--- Quoted passage ---
In Gaza, water is life

Fresh water was scarce even before the war. Now the situation is dire.

“This war is making me a more grateful person. I am starting to appreciate every single small thing, like when I used to drink water any time I wanted.”

Bursts of rapid gunfire.

“And having it hot or cold.”

More gunfire.

Ahmad was leaving us a message, responding to our question about the lack of clean water in Gaza, when the sound of gunfire from an assault weapon drowned out his voice. “I need to go,” he said, and his voice message cut out.

Ahmad is from Gaza City, born and raised.

There is a saying in the region: “Water is life.” There is a belief, based on a passage in the Qur’an, that God created all living things out of water, so water is the essence of life.

The Bible has something to say about water in times of war: “If your enemy is hungry, give him food to eat; if he is thirsty, give him water to drink” (Prov. 25:21). These words are recognized as authoritative by Christians, Jews, and Muslims alike.

Water plays an important cultural role in Palestinian society. Aside from the obvious biological need for it, it is also an object of memory and longing. Although it is getting harder under Israel’s coastal blockade, generations of Gazan fishermen have made their life on the water, even earning a reputation in times gone by for the fine fishing nets they produced and shipped around the world. (It is thought that the word gauze might be derived from Gaza.)
---
(Work request): Retype the article above about water in Gaza in full, word for word.
--- Records shown ---
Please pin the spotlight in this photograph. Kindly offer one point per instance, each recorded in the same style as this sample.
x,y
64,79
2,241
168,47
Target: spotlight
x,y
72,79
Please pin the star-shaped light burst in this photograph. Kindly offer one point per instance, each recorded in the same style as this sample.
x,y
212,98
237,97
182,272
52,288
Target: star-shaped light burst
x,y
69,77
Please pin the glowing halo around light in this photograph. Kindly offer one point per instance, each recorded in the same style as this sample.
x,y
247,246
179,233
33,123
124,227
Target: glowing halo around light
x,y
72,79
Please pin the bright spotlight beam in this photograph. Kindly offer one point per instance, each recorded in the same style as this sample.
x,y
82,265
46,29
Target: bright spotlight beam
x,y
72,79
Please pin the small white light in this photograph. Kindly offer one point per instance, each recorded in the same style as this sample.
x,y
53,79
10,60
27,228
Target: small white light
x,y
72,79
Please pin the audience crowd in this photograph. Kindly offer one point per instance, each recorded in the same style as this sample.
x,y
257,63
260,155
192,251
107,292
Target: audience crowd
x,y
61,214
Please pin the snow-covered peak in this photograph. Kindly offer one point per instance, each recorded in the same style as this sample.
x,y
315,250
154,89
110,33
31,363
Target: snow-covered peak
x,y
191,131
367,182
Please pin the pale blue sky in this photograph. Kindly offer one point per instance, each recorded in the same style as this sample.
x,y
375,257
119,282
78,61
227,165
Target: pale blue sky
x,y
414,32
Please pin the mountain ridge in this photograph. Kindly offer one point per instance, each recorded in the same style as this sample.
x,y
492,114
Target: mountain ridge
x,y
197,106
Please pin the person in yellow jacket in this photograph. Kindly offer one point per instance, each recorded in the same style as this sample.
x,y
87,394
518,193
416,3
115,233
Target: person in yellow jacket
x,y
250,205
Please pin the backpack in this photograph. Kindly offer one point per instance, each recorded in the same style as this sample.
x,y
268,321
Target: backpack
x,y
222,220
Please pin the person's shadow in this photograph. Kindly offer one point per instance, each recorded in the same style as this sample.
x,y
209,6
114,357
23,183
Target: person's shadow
---
(Answer section):
In Gaza, water is life

Fresh water was scarce even before the war. Now the situation is dire.

“This war is making me a more grateful person. I am starting to appreciate every single small thing, like when I used to drink water any time I wanted.”

Bursts of rapid gunfire.

“And having it hot or cold.”

More gunfire.

Ahmad was leaving us a message, responding to our question about the lack of clean water in Gaza, when the sound of gunfire from an assault weapon drowned out his voice. “I need to go,” he said, and his voice message cut out.

Ahmad is from Gaza City, born and raised.

There is a saying in the region: “Water is life.” There is a belief, based on a passage in the Qur’an, that God created all living things out of water, so water is the essence of life.

The Bible has something to say about water in times of war: “If your enemy is hungry, give him food to eat; if he is thirsty, give him water to drink” (Prov. 25:21). These words are recognized as authoritative by Christians, Jews, and Muslims alike.

Water plays an important cultural role in Palestinian society. Aside from the obvious biological need for it, it is also an object of memory and longing. Although it is getting harder under Israel’s coastal blockade, generations of Gazan fishermen have made their life on the water, even earning a reputation in times gone by for the fine fishing nets they produced and shipped around the world. (It is thought that the word gauze might be derived from Gaza.)